Il percorso di Galgano attraversa tutta la grande cultura letteraria del Novecento, quella che egli definisce giustamente Il fuoco della contemporaneità dall’appena scomparso Àlvaro Mutis a Thonas Stearns Eliot, da Joseph Conrad a Flannery O’ Connor, da Harold Pinter a Guillaume Apollinaire, dal Premio Nobel Tomas Tranströmer, da John Cheever a Sherwood Anderson per dedicare poi un nutrito paragrafo all’amata Flannery O’ Connor.

Le analisi di Galgano sono brevi ma preziose nella loro minuta ed esauriente concisività: poche frasi, qualche citazione e una manciata di giudizi critici che bastano a definire l’essenza profonda della poesia o della narrativa di autori studiati a profusione e sui quali sono stati spesi tempo e versati fiumi d’inchiostro in maniera straordinaria (e talvolta fin troppo dispersiva).

Galgano riassume il loro mondo con brevi tratti di penna e ne mette in progressione “ritratti in piedi” suggestivi e calzanti, puntando su particolari significativi piuttosto che cercare una compiutezza che sarebbe impossibile, se non nociva per la comprensione del personaggio studiato.

****************

#### Attività:
A. Cita dal brano su Galgano tutto il passo che va da "Galgano riassume il" giù fino a "del personaggio studiato.".
B. Nel brano su Galgano, con quale espressione egli definisce la grande cultura letteraria del Novecento?
Le righe riportate più avanti non hanno alcun legame con il brano.

****************

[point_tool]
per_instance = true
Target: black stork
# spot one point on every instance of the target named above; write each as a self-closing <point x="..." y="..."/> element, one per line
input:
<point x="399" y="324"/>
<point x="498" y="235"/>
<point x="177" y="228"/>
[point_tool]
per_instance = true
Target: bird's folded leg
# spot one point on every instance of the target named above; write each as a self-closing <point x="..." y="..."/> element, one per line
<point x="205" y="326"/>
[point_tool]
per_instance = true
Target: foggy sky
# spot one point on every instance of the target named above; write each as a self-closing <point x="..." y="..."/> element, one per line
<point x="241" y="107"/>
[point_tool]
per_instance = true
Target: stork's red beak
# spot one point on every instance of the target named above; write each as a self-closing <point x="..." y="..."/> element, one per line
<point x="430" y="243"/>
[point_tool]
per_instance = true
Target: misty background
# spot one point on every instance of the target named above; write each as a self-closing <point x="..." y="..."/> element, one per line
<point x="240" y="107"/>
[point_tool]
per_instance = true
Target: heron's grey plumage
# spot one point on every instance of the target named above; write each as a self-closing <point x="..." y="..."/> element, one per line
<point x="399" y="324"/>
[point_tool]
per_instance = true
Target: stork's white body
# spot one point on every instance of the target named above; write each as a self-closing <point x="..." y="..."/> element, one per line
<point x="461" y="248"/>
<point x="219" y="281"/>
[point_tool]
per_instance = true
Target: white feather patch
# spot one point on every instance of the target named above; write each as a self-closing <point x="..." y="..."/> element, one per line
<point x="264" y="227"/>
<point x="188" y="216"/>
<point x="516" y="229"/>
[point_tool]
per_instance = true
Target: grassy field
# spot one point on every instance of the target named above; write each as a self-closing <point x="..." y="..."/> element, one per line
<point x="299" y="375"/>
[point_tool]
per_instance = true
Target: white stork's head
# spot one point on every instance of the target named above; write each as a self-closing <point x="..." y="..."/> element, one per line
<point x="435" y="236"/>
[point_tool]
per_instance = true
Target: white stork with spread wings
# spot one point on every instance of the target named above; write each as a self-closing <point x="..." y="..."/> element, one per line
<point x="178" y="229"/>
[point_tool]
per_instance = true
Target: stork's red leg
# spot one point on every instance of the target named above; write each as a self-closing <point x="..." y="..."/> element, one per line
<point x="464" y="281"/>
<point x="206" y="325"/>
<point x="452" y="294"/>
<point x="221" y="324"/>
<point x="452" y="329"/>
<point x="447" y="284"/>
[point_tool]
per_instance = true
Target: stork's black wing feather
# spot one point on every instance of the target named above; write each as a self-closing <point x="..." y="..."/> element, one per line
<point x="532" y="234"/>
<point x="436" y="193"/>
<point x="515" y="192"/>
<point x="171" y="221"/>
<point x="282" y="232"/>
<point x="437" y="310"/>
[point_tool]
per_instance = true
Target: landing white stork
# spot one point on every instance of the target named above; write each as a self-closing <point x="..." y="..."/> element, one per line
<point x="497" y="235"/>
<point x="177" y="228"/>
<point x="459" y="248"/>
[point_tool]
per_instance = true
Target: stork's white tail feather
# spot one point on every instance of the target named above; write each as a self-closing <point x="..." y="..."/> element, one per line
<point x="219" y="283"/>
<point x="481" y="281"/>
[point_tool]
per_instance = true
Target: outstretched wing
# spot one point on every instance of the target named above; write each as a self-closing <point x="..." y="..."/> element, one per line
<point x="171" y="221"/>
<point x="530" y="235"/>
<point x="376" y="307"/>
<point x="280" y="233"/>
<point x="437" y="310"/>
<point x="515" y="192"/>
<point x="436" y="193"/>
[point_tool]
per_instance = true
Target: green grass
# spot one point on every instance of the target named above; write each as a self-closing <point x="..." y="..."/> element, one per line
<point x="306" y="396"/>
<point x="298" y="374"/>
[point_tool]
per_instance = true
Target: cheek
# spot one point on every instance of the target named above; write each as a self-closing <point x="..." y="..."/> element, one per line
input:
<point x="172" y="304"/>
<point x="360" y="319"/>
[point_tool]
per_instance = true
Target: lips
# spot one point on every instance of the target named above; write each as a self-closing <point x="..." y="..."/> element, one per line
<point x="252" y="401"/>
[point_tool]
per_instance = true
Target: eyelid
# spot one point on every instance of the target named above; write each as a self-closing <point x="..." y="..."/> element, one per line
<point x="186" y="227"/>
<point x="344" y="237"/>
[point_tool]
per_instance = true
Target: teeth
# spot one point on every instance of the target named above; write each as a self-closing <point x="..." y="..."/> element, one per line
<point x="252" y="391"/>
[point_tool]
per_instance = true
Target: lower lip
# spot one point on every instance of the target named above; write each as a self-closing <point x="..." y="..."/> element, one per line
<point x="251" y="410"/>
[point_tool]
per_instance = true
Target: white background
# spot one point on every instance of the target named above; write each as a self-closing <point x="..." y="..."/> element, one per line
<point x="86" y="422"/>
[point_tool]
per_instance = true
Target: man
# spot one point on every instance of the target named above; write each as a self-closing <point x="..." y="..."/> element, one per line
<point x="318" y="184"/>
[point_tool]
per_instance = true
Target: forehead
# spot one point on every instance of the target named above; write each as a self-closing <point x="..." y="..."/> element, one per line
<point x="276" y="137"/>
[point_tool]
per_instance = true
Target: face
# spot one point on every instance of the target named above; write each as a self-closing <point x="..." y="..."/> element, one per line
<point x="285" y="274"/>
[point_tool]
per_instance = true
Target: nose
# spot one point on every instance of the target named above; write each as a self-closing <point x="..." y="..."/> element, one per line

****************

#### Risposte alle attività:
A.
Galgano riassume il loro mondo con brevi tratti di penna e ne mette in progressione “ritratti in piedi” suggestivi e calzanti, puntando su particolari significativi piuttosto che cercare una compiutezza che sarebbe impossibile, se non nociva per la comprensione del personaggio studiato.

B. Il fuoco della contemporaneità.